§ **Selected passage**
━━━━━━━━

VPR’s Steve Zind reports.

(Zind) Ritter spoke before overflow crowds at Middlebury College Monday night and St. Michaels College Tuesday afternoon.

Since his resignation in 1998 as head of the weapons inspection team, Ritter has been an outspoken critic of both the Clinton and Bush administrations. He says neither president has been interested in fully backing weapons inspections in Iraq.

Ritter says he has grave concerns about Saddam Hussien’s weapons program. But Ritter says a new round of inspections is the only way to find out if Iraq has weapons of mass destruction. He says the government has provided no proof to Congress or to the American people. He dismissed the Bush administration’s claims that Iraq has dangerous weapons:

(Ritter) “I’m greatly concerned about what’s transpired in Iraq. I simply don’t know. And you know what? I’m honest enough to say it. Why can’t the government be honest enough to say that they don’t know either? The best way to attain certainty of knowledge about what Iraq has done is to send weapons inspectors back in. Instead, what we hear is that the government makes statements such as, ‘They know Iraq has chemical weapons, they know Iraq has biological weapons.’ And yet they do not provide the facts upon which they make these statements.”

━━━━━━━━

§ **Exercise set**
[1] Which places does the report on Ritter's college talks name? List every one.
[2] Pick up the report on Ritter's college talks after its final sentence and keep writing it.

§ **Dataset records**
━━━━━━━━

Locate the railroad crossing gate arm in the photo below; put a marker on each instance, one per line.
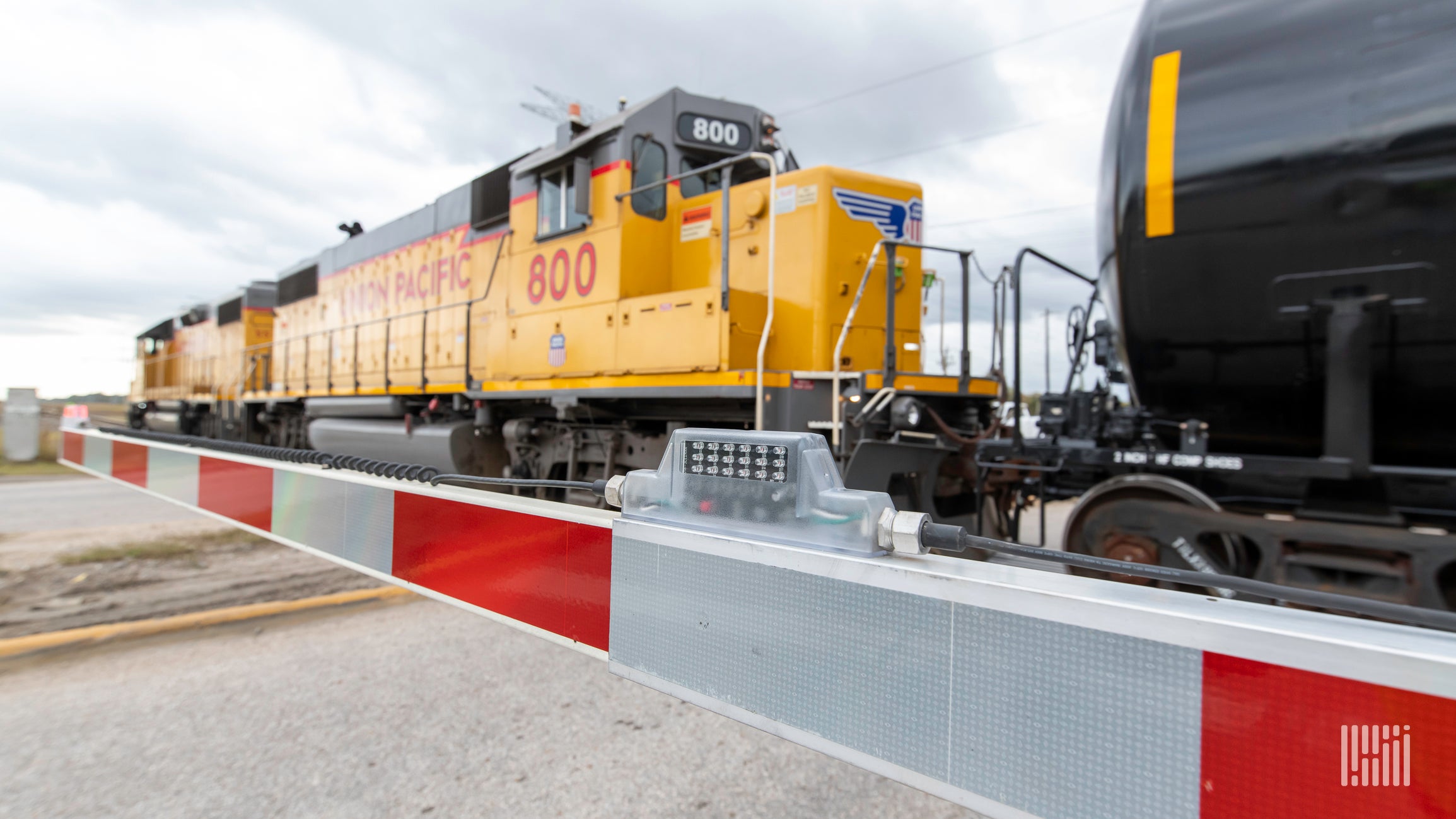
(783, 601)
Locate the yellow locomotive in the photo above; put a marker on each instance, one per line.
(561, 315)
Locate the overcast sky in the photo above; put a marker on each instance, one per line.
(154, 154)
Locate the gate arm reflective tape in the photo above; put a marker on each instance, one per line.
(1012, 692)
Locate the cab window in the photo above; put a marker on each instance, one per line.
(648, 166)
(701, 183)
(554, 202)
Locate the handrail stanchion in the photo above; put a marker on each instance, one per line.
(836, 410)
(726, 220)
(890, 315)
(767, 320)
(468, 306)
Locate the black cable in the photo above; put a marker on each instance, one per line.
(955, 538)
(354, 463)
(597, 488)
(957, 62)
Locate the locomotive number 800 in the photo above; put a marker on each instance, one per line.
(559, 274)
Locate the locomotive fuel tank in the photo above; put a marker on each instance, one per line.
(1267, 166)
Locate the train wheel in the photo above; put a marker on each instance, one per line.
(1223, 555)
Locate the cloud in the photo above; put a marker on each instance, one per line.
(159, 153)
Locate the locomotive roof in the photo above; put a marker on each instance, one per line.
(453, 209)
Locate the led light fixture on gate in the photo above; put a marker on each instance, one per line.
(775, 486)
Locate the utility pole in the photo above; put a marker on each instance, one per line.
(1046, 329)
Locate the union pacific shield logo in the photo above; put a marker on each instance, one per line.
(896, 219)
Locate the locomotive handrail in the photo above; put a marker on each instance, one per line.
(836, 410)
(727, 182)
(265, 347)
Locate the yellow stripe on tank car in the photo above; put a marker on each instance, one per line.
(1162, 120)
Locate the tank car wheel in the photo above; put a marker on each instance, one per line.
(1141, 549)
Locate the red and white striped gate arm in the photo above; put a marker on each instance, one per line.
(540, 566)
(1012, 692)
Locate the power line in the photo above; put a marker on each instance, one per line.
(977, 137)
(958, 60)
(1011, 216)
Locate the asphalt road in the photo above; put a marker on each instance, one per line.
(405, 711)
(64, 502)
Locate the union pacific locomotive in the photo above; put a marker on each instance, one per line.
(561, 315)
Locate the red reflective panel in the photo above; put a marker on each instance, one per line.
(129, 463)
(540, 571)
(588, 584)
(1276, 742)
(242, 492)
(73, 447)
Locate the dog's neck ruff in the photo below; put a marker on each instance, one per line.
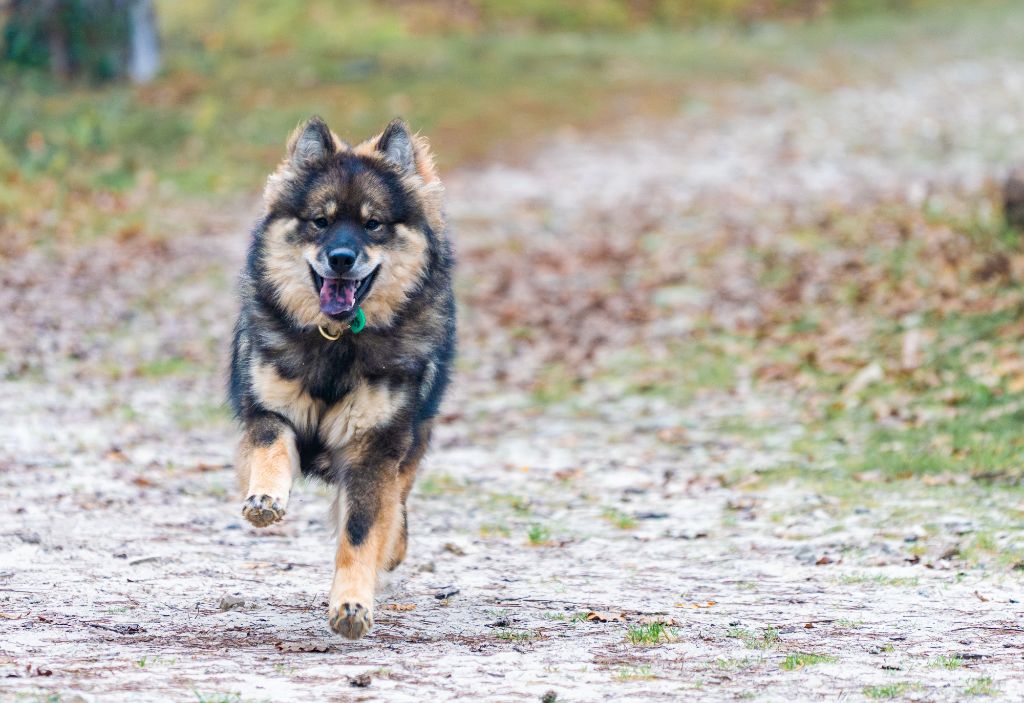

━━━━━━━━

§ **Per-task outputs**
[1] Middlebury College, St. Michaels College, Iraq

[2]
(Zind) Ritter calls Iraq a case study for American unilateralism. He contends the Bush administration’s goal is not to rid Iraq of weapons but to replace a hostile government:

(Ritter) “Is it disarming Iraq? We have the means right now to seek the disarmament of Iraq. Or is it regime removal? I believe the policy is regime removal and that this concept of disarmament is merely a fa ade to justify regime removal. The bottom line is, regime removal is illegal. It’s against the law!”

(Zind) Despite his efforts, Ritter says he expects there will be a war with Iraq with devastating consequences.

For Vermont Public Radio, I’m Steve Zind in Colchester.